Dataset rows
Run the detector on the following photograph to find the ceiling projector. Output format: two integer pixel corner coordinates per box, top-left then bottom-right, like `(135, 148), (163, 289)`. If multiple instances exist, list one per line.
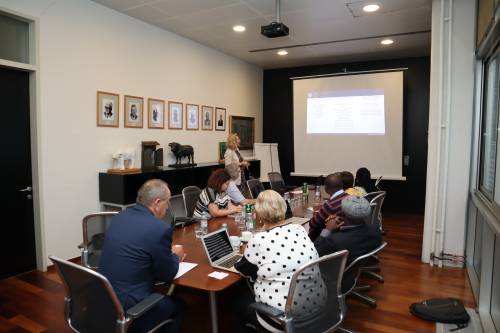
(260, 22), (289, 38)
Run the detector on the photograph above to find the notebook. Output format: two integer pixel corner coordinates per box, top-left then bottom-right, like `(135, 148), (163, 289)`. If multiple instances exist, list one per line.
(201, 228), (242, 273)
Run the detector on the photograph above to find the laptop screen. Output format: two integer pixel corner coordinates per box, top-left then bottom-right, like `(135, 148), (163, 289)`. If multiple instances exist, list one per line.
(202, 229), (233, 262)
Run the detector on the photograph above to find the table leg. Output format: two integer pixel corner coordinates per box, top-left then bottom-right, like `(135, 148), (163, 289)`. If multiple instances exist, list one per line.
(209, 291), (219, 333)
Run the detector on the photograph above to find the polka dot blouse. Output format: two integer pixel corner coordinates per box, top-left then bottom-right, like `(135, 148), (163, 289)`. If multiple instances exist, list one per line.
(244, 224), (327, 316)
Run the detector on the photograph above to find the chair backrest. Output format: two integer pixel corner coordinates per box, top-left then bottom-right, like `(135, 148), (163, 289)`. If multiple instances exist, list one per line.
(267, 172), (285, 191)
(375, 176), (382, 190)
(182, 186), (201, 217)
(285, 250), (349, 333)
(247, 179), (265, 199)
(82, 211), (119, 269)
(370, 191), (386, 224)
(342, 242), (387, 295)
(49, 256), (127, 333)
(163, 194), (186, 227)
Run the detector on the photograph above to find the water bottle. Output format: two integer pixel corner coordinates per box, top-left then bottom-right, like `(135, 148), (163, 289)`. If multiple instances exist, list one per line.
(314, 185), (321, 202)
(245, 204), (254, 232)
(200, 212), (208, 236)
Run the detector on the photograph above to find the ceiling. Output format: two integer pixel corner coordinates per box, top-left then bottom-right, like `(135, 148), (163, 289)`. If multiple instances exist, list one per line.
(93, 0), (432, 69)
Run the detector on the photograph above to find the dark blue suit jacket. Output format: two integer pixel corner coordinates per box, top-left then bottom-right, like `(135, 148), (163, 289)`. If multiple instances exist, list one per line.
(99, 204), (179, 309)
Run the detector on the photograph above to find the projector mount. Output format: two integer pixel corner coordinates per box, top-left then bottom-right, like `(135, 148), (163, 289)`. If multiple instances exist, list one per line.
(260, 0), (289, 38)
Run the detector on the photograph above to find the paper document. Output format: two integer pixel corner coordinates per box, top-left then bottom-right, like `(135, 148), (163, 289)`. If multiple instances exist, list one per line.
(174, 262), (198, 280)
(208, 272), (229, 280)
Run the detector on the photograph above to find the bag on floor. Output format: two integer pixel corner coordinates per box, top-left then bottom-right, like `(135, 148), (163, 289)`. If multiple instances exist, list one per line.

● TASK GOAL:
Rewrite the rows above with "Run the detector" changed to "Apply the detector" everywhere it occurs, keeping everything else the same. Omit the pictures.

● ANSWER BELOW:
Apply the detector on the following photograph to find the ceiling projector. Output format: two integer pixel corner coordinates per box, top-left then bottom-right, like `(135, 148), (163, 289)`. If multiple instances exist, list one per line.
(260, 22), (289, 38)
Apply the detector on the photograph above to find the notebook. Output format: two integer pixel corner coordinates per box, top-left then bottom-right, like `(135, 148), (163, 289)`. If multiple instances exist, list one per line.
(201, 228), (242, 273)
Apply the detector on the photograph above to find the laptop screen. Output format: two integer pixel corner coordinates per box, top-left then bottom-right, like `(135, 148), (163, 289)`. If multiple instances exist, list one per line.
(202, 229), (233, 262)
Apply the detector on the photograph above to find the table leg. Output format: two integer pixel corner coordinates per box, top-left then bottom-right, like `(135, 148), (163, 289)`. If multiple instances exist, list one per line.
(209, 291), (219, 333)
Apply the detector on the photograph above to find the polka dot blouse. Output format: two integer pixel corner coordinates per box, top-left then bottom-right, like `(135, 148), (163, 289)`. If multiple instances exist, list one per line.
(244, 224), (327, 316)
Apply the detector on the photograph above to find the chair backrest. Output format: two integer pixel corner coordinates per box, top-left then bottom-right, like `(135, 148), (163, 289)`. If multiple instances exist, list one per line.
(267, 172), (285, 191)
(375, 176), (382, 190)
(182, 186), (201, 217)
(285, 250), (349, 333)
(247, 179), (265, 199)
(82, 211), (119, 269)
(370, 191), (386, 224)
(342, 242), (387, 295)
(49, 256), (127, 333)
(163, 194), (186, 227)
Apply the detector on the photograph above to find the water bottle. Output format: two integer pixel corner coordinates per box, top-left then bottom-right, like `(135, 148), (163, 289)`. If multiple instances exist, list one per line.
(314, 185), (321, 202)
(245, 204), (254, 232)
(200, 212), (208, 236)
Apply the detector on the photograph above to find the ceiling. Output format: two integer pixel corner coordinates per box, top-left then bottom-right, like `(135, 148), (163, 289)`. If multiple instances exist, list one per line.
(93, 0), (432, 69)
Apply the detector on the photograph above to find the dark blue suit jacket. Output format: two integer pixel corner coordinates per box, top-left then bottom-right, like `(135, 148), (163, 289)`. If multiple instances exist, list one per line.
(99, 204), (179, 309)
Apply the detector on the photograph above to find the projector mount. Output format: two integer pixel corner coordinates per box, top-left then bottom-right, like `(135, 148), (163, 289)`. If multiple instances exist, list one per line.
(260, 0), (289, 38)
Apply the detector on the photograph above to find the paper document. Output format: two integer pixel corner coordinates per box, top-left then bottom-right, like `(135, 148), (163, 289)`. If multiple instances exist, list one per line.
(174, 262), (198, 280)
(208, 272), (229, 280)
Apply the detector on the photograph above to find the bag on floor. Output format: two integer pixel corner coordinates per box, top-left then bottom-right, like `(135, 148), (163, 289)`. If multiple instances exist, list one per line.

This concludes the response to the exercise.